Penny Mordaunt also offered the Prime Minister her full support, using a piece in the Telegraph to warn that the UK “needs stability, not a soap opera”.
She told colleagues that the “national mission” is clear but said it “needs pragmatism and teamwork”.
“It needs us to work with the Prime Minister and her new Chancellor. It needs all of us.”
Meanwhile, former transport secretary Grant Shapps – who has reportedly been floated as a potential successor to the Prime Minister – wrote in The Times that the party needed to “bin the infighting and ideology” but did not explicitly back Ms Truss.
“We as a party have two years to get ourselves out of this hole, and it’s a deep hole when it comes to public confidence,” he said.
“But we have a couple of things on our side. Despite the factionalism in the run-up to and aftermath of Brexit, our MPs are overwhelmingly predisposed to supporting a competent leader.”
Earlier Mr Hunt told the BBC’s Sunday With Laura Kuenssberg programme that Ms Truss remains “in charge” and insisted voters can still put their faith in her.
“She’s listened. She’s changed. She’s been willing to do that most difficult thing in politics, which is to change tack,” he said.
“What we’re going to do is to show not just what we want but how we’re going to get there.”
The presence of Mr Hunt was welcomed by many MPs, but many senior figures admitted it was an open question whether the Prime Minister could still survive the current crisis.

→ Request 1:
Copy the rows word for word, from the first row through the line containing "[80,145,231,197]", with both ends included, and leave out the picture.
The text and the rows come from unrelated sources.

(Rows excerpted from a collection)

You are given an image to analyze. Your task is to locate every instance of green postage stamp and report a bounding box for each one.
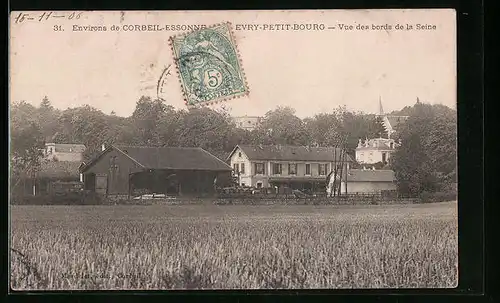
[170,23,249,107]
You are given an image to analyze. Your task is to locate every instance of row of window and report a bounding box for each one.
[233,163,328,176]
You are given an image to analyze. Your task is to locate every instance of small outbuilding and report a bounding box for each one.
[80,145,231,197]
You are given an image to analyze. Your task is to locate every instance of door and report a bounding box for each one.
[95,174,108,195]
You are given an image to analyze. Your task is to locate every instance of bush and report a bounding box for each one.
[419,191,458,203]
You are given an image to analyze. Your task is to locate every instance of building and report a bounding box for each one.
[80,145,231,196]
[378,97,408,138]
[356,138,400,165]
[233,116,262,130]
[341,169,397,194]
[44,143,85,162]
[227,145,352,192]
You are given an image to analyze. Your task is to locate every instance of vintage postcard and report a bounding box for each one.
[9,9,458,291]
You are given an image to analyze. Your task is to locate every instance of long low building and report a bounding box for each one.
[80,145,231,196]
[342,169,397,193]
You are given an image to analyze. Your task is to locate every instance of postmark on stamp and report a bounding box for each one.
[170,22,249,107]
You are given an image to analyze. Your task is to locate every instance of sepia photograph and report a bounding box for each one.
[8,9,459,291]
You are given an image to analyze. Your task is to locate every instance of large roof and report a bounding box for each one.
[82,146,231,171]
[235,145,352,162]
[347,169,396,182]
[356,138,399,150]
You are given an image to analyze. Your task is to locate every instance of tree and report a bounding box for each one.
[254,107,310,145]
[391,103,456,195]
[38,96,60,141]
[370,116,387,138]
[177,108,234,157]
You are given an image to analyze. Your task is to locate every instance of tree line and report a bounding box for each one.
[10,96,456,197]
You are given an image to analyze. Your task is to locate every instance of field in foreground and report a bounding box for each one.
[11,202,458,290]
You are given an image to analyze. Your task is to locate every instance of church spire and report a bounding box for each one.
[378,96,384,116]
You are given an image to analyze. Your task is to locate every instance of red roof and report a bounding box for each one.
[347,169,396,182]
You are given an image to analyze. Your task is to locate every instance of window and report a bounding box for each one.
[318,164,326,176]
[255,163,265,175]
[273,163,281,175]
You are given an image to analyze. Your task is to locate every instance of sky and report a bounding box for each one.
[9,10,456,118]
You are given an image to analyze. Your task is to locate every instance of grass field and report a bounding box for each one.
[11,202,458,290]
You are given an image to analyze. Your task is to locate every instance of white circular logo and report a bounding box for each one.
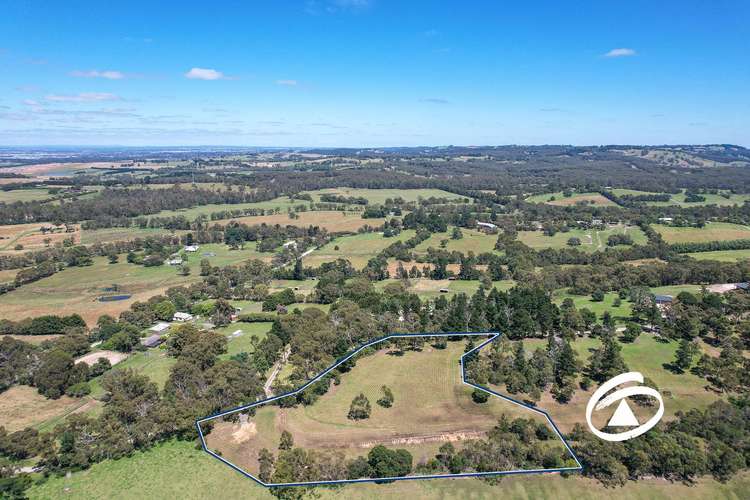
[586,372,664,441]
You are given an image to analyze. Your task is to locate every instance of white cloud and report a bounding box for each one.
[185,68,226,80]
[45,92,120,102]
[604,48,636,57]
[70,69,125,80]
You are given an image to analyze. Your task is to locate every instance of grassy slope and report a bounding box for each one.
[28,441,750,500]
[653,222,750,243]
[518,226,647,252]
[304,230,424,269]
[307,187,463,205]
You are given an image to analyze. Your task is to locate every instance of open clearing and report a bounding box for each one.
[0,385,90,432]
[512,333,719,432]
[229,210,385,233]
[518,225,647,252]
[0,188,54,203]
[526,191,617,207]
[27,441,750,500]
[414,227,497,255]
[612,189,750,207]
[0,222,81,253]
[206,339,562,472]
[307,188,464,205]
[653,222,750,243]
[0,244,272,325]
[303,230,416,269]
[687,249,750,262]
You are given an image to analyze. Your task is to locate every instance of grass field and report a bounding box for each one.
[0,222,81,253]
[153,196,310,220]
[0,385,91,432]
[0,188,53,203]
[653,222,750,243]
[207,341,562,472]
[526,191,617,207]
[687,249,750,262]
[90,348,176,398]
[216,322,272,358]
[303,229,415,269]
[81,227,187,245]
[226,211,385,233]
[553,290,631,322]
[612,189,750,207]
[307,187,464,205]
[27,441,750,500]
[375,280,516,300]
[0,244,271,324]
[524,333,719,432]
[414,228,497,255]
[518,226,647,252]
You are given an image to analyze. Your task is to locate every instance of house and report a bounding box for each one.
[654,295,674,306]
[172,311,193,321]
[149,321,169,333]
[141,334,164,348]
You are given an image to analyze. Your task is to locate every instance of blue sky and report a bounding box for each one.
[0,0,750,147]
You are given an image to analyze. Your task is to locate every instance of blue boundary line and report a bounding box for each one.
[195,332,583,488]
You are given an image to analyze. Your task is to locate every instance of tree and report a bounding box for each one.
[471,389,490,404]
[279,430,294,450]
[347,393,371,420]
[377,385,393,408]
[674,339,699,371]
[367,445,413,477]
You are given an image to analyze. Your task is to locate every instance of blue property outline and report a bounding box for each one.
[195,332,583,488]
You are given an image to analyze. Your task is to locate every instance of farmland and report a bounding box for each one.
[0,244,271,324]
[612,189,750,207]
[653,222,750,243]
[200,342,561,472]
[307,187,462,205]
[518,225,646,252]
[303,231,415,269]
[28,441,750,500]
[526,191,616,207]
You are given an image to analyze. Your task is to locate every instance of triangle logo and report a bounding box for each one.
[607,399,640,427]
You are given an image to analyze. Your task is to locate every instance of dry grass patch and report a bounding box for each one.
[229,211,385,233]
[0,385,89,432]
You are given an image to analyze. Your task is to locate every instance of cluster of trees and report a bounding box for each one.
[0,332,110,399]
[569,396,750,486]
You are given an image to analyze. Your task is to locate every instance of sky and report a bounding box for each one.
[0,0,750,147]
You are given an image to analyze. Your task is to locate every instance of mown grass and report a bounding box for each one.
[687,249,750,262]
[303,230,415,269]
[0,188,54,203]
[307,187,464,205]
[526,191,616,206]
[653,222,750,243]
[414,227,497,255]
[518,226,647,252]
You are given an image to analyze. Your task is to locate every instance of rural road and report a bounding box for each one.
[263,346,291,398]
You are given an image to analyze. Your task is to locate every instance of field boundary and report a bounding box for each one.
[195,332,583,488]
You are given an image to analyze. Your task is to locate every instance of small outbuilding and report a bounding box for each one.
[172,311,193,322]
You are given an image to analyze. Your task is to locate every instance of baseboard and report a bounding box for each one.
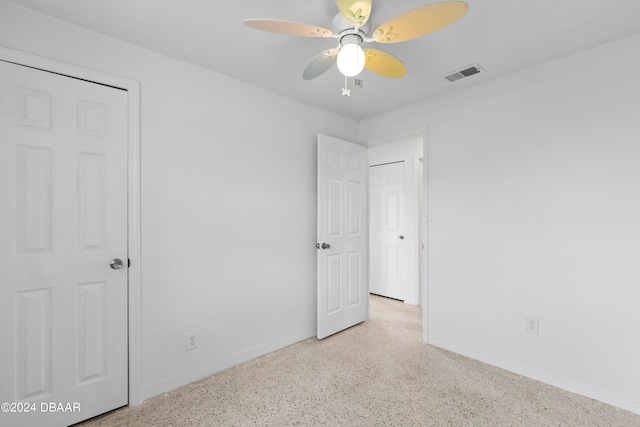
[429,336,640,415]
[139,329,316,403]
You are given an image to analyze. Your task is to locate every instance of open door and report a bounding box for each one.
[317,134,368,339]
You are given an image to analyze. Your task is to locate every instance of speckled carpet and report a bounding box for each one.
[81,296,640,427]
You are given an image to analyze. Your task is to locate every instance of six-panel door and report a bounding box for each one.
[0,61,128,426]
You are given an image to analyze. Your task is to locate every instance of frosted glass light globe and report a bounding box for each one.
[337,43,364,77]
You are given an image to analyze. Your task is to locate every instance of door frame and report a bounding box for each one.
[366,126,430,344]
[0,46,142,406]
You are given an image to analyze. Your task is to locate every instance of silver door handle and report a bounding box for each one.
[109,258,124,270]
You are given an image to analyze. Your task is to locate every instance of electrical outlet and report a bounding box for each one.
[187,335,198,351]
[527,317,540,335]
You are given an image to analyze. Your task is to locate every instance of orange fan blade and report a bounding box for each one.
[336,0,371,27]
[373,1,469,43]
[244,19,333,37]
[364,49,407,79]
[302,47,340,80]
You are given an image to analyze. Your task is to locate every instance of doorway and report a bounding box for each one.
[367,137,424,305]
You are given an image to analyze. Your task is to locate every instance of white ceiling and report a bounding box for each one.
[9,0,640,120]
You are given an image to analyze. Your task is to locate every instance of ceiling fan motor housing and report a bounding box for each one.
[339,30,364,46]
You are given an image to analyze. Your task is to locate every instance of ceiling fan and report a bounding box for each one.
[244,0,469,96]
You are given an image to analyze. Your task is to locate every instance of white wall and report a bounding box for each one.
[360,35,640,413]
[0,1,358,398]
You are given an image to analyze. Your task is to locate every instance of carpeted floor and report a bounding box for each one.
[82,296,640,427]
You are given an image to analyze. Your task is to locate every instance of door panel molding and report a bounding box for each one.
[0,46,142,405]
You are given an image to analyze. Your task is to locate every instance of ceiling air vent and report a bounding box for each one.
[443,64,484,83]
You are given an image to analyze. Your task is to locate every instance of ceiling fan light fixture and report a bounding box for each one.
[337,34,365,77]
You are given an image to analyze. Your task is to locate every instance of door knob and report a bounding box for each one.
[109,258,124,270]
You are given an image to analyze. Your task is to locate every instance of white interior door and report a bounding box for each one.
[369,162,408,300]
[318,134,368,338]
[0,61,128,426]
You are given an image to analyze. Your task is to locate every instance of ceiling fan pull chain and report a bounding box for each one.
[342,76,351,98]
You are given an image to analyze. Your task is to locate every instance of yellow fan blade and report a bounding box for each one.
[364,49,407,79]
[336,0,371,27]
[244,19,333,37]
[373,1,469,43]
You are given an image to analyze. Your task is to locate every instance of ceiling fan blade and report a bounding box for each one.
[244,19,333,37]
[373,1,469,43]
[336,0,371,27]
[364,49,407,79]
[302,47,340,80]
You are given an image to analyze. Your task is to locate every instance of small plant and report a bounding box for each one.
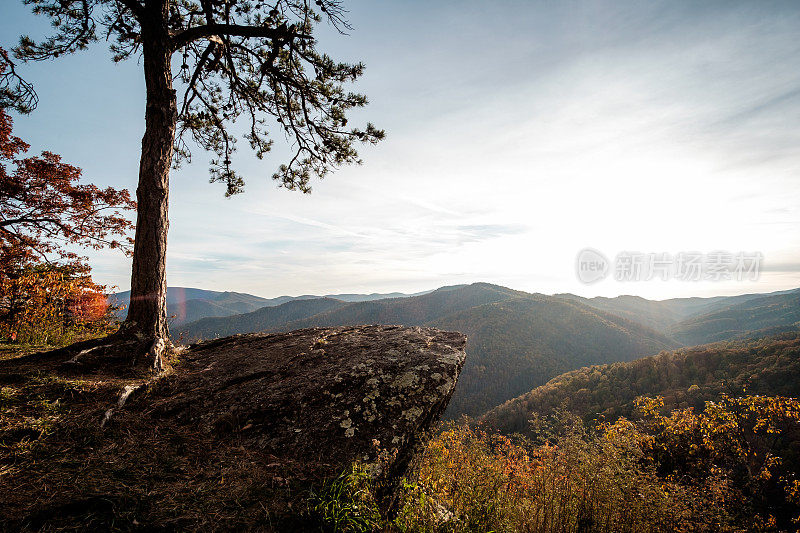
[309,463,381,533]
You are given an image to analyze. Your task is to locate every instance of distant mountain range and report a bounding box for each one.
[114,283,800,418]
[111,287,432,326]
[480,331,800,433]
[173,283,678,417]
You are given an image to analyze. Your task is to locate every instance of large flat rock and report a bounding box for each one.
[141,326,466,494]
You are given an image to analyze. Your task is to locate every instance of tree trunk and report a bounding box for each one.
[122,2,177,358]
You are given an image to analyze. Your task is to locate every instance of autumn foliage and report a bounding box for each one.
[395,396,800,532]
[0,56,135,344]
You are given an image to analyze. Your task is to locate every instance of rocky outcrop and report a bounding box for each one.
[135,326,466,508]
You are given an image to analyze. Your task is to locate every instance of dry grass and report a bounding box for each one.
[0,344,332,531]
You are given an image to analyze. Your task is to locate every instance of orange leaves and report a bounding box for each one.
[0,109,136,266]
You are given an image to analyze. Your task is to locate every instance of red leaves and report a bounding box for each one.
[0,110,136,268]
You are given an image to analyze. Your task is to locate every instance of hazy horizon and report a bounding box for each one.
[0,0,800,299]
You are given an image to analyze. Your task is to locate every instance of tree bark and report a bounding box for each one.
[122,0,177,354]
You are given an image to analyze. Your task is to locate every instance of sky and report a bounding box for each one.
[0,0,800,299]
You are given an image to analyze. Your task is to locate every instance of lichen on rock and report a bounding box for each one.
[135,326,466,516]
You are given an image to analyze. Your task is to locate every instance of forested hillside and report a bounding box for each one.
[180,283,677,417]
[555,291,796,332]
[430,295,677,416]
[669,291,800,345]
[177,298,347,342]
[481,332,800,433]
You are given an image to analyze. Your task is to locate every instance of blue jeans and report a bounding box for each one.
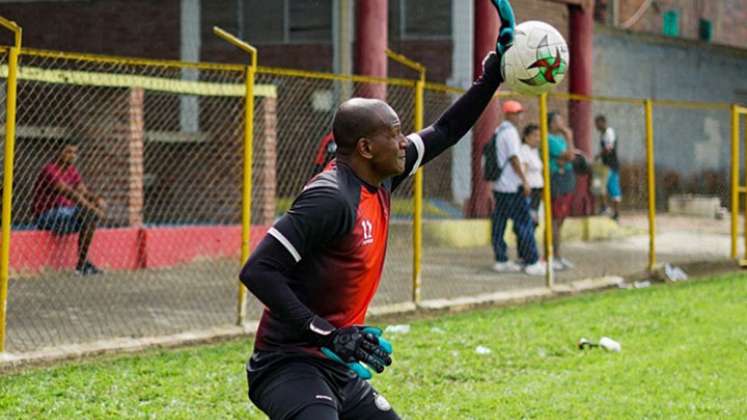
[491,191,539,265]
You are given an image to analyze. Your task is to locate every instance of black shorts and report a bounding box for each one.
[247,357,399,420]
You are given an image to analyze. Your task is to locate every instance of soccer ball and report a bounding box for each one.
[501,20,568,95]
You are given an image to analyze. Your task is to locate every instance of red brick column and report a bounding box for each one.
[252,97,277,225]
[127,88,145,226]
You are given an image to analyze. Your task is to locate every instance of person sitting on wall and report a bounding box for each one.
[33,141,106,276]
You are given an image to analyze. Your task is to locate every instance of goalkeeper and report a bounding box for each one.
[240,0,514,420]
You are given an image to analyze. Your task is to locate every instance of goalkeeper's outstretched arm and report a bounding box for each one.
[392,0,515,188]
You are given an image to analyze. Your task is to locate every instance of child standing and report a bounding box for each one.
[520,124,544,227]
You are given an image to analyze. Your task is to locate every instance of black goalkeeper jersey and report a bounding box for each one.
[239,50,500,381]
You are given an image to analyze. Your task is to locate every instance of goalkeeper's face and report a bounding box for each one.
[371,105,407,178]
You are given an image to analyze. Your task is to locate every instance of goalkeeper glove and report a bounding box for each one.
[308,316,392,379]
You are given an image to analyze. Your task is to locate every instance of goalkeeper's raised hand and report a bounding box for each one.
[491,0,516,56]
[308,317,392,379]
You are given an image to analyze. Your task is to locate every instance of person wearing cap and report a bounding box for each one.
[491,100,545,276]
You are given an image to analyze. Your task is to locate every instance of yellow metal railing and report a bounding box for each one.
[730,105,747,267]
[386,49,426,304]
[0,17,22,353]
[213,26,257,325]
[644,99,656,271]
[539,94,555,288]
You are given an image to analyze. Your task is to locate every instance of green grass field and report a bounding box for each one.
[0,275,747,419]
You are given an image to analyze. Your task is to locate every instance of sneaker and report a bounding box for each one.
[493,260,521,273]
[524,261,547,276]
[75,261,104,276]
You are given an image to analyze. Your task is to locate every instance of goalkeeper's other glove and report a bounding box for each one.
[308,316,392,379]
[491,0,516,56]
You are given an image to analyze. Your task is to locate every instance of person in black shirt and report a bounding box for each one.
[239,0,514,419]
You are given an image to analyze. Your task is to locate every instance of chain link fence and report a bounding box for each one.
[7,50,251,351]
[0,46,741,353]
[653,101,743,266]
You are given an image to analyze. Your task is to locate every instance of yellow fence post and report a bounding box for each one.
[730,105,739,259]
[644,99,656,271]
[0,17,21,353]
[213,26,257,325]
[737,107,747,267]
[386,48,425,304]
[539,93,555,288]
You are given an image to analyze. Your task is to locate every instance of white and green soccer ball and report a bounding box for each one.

→ Request 2:
Based on the political news text, answer yes or no to each statement and quote the words from the text that settle it: (a) Penny Mordaunt's piece appeared in The Times. (b) Grant Shapps openly backed Ms Truss. (c) Mr Hunt spoke on the BBC's Sunday With Laura Kuenssberg programme.

→ Task solution 1:
You are given an image to analyze. Your task is to locate every instance of green postage stamp and report a bounding box for each one.
[170,23,249,107]
You are given an image to analyze. Your task is to locate every instance of row of window and report a bounding box for each one.
[233,163,328,176]
You are given an image to analyze. Your task is to locate every instance of small outbuilding and report a bounding box for each one.
[80,145,231,197]

→ Task solution 2:
(a) No: "using a piece in the Telegraph"
(b) No: "did not explicitly back Ms Truss"
(c) Yes: "Earlier Mr Hunt told the BBC’s Sunday With Laura Kuenssberg programme"